● **What you are asked to do**
Rewrite every line of the data from the line containing "the black advertising board" through the end of the data, and add 48 to each coordinate value in the marked points.

● **Material for this exercise**
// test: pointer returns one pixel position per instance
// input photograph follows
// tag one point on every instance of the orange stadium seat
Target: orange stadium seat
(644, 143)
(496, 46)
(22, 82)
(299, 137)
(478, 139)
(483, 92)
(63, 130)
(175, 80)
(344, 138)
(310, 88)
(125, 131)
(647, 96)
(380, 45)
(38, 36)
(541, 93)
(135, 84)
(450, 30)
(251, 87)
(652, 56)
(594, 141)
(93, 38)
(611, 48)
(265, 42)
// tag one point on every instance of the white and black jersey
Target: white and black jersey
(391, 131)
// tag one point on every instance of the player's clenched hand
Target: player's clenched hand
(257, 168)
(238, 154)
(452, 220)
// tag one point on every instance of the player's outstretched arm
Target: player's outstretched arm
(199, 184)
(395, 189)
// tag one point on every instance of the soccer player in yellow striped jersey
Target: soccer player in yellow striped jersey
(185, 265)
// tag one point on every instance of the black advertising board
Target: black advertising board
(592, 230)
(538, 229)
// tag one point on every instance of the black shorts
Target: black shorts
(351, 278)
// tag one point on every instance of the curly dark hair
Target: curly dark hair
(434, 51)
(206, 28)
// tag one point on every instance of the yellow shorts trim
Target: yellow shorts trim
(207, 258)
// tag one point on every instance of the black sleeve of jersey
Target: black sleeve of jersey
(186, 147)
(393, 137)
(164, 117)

● **Answer for this exercise**
// tag one point on every instance of the black advertising board
Target: black advertising board
(640, 278)
(586, 277)
// tag one point on every instance of the black shorts
Target: black shorts
(399, 326)
// tag one point on every instance of the curly dark hair
Target: curly dark hair
(482, 99)
(254, 76)
// tag one point on every instance of the yellow shorts trim
Target: yellow shorts trim
(255, 306)
// tag one point on every instance of the black sleeve of jersey
Target: black sleeve of jersey
(234, 195)
(441, 185)
(212, 165)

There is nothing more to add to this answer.